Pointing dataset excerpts
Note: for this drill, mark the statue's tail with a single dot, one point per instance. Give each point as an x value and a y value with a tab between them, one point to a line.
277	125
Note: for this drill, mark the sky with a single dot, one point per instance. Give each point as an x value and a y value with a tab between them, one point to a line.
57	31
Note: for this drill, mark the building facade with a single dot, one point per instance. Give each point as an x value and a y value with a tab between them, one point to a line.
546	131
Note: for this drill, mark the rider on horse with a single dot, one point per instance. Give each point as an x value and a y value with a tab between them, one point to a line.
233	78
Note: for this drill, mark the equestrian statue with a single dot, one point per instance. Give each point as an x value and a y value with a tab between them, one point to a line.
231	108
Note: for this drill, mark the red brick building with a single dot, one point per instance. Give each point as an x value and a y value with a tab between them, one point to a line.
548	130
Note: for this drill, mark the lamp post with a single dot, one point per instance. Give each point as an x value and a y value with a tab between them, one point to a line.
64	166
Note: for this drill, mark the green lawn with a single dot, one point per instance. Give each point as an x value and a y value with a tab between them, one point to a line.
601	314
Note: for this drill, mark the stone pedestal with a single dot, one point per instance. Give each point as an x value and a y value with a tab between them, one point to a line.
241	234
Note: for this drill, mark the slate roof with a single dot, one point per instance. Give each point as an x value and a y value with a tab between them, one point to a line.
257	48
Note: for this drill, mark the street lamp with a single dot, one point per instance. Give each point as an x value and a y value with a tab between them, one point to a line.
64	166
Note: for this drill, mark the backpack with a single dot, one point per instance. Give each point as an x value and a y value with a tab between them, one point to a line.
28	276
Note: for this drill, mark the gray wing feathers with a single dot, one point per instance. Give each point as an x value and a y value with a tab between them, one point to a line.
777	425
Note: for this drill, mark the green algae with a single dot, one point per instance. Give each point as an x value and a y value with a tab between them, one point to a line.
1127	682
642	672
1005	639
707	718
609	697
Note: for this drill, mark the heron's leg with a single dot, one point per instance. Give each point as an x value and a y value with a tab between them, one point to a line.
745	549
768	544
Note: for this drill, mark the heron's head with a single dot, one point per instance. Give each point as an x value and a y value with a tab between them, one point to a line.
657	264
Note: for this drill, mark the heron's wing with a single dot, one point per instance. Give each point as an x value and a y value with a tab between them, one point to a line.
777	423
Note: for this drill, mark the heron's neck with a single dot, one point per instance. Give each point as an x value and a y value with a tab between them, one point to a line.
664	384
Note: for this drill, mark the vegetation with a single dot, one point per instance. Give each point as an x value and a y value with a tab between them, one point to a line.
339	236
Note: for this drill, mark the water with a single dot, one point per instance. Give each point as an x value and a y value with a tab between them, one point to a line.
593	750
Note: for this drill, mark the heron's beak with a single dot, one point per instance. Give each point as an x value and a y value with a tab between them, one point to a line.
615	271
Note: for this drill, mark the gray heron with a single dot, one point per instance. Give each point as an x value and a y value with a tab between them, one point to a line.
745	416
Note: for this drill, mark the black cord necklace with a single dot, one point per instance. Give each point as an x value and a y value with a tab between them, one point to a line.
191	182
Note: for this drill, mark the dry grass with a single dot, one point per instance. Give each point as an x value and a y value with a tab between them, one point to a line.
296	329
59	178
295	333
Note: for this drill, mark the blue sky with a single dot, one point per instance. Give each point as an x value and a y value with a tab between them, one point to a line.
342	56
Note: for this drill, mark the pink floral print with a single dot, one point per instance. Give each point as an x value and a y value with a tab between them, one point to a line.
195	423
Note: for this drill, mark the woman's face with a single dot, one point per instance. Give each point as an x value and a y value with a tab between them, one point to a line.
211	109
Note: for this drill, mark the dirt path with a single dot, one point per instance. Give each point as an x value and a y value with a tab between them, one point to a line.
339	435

**WHAT THE TASK ASKS**.
With the line containing "Note: for this drill, mark the gray heron" as the first and the last line of the records as the final one, print exactly the lines in that span.

**WRITTEN SOLUTION**.
Note: for this drill, mark the gray heron with a single dot, one point per instance. Give each point as an x value and a y value with a tab between them, one point to a line.
745	416
Note: for this drill, mark the black cord necklace with a single dot, one point per instance. Give each point as an x value and a y value with a tab between them, one point to a line.
191	182
Note: for this drill, mark the dry grass with a single dot, one point per instance. Give each point as an x value and a y value with a tab between them, one point to a line.
296	329
59	178
295	333
Note: for this drill, mark the blue sky with a single dot, one point per instance. Give each point as an x value and a y value with a tab between them, one point to a line.
342	56
Note: for this drill, mark the pink floral print with a single dot, one point per instance. Give each point as an x value and a y value with a tab between them, one point to a line.
195	423
Note: for this drill, mark the woman's face with a single dot, one point per instance. Give each point as an x value and a y value with a tab between them, one point to a line.
211	109
Note: for this drill, mark the dirt path with a single dot, one point per instance. Give each point as an x value and a y value with a tab between them, one point to a line.
339	435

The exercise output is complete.